SELECTED EXTRACT:
►

SPECIALIST
Specialist Mathematics provides opportunities to develop rigorous mathematical arguments and proofs, and to use mathematical models extensively. Specialist Mathematics also extends understanding and knowledge of probability and statistics and introduces the topics of vectors, complex numbers and matrices.
Course Patterns
Students can form a minor, major, major-minor or double major in Specialist Mathematics by studying units from Specialist Methods in conjunction with this course.
Unit 1
Topic 1: Combinatorics
Topic 2: Vectors in the Plane
Topic 3: Geometry
Combinatorics provides techniques that are
useful in many areas of mathematics, including probability and algebra. Vectors in the plane provides new perspectives on working with two-dimensional space, and serves as an introduction to techniques which can be ex-tended to three-dimensional space in Unit 3. Geometry extends studies in Euclidean Geometry, which is of benefit in the study of topics such as vectors and complex numbers.
Unit 2
Topic 1: Trigonometry
Topic 2: Matrices
Topic 3: Real and Complex Numbers
Matrices provides new perspectives for working with two-dimensional space, Real and complex numbers provides a continuation of the study of numbers. Trigonometry contains techniques that are used in other topics in both this unit and Units 3 and 4. All of these topics develop students’ ability to construct mathematical arguments. The principle of mathematical induction is introduced.

◄

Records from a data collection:
►

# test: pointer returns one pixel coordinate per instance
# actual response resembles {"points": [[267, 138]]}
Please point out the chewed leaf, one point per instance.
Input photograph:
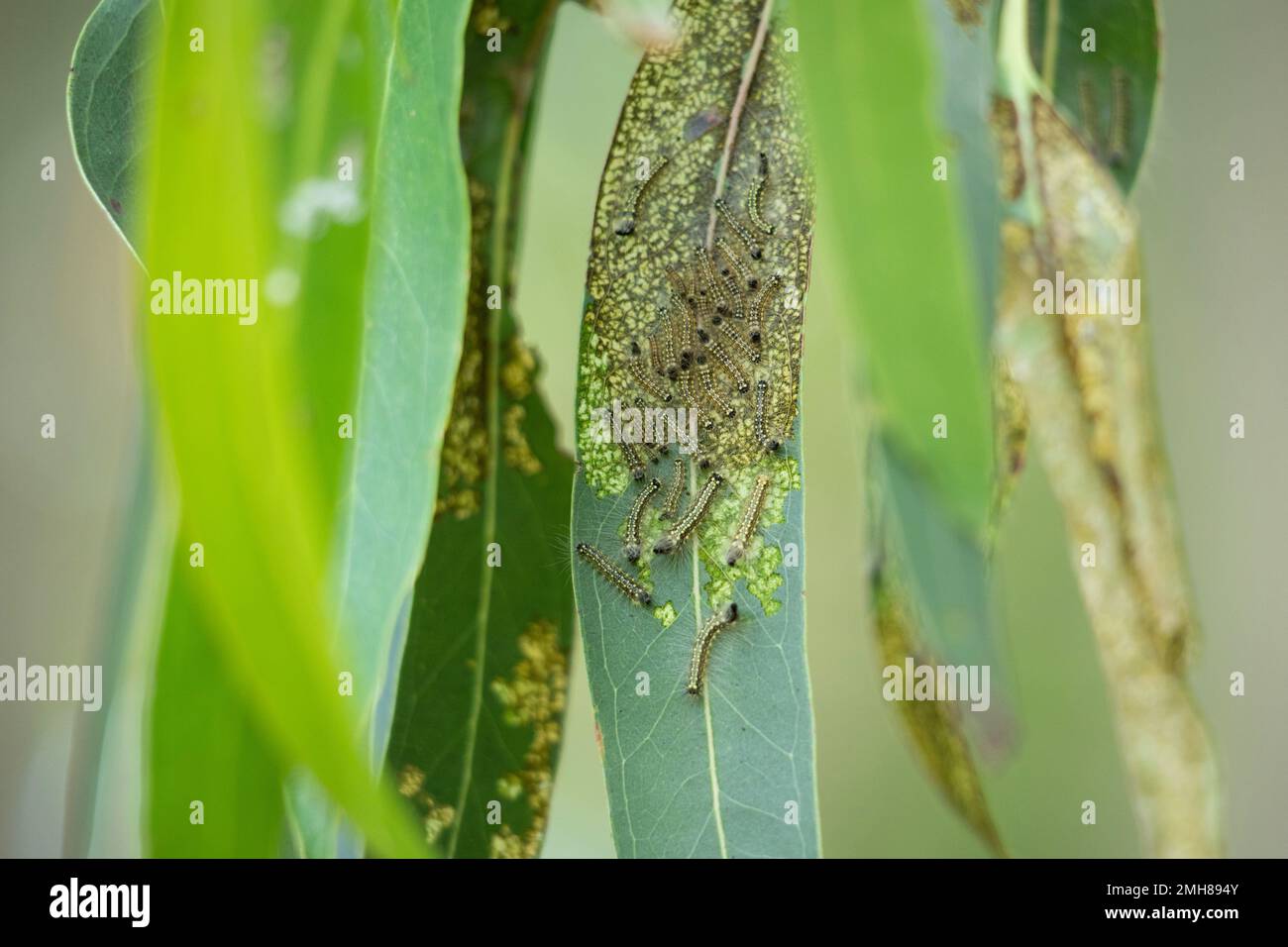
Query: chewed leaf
{"points": [[1074, 334], [1102, 60], [934, 725], [691, 351]]}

◄

INSTRUCTIONS:
- A) Answer these questions about the Specialist Mathematics course description:
(i) Which course must students study units from, alongside this one, to form a minor, major, major-minor or double major in Specialist Mathematics?
(ii) In which unit are the techniques from Vectors in the Plane extended to three-dimensional space?
(iii) Which principle is introduced in Unit 2?
- B) Write the next part of the Specialist Mathematics course description, following on from its last sentence.

OUTPUTS FOR THE TASKS:
- A)
(i) Specialist Methods
(ii) Unit 3
(iii) The principle of mathematical induction

- B)
Unit 3
Topic 1: Complex Numbers
Topic 2: Functions & Sketching Graphs
Topic 3: Vectors in Three Dimensions
The Cartesian form of complex numbers is extended to the polar form. The study of functions and techniques of calculus is ex-tended and used in the sketching of graphs and problems involving integration. Vectors, is extended to three-dimensional vectors, vector equations and vector calculus, building on students’ knowledge of calculus. Cartesian and vector equations, and equations of planes, enable students to solve problems involving motion in three-dimensional space.
Unit 4
Topic 1: Integrations & Applications
Topic 2: Rates of Change & Differential Equations
Topic 3: Statistical Inference
Differentiation and integration of functions is continued, and the techniques are applied to simple differential equations in biology and kinematics. These topics demonstrate the applicability of the mathematics in this course. Students’ experience in statistics is drawn together in the study of the distribution of sample means.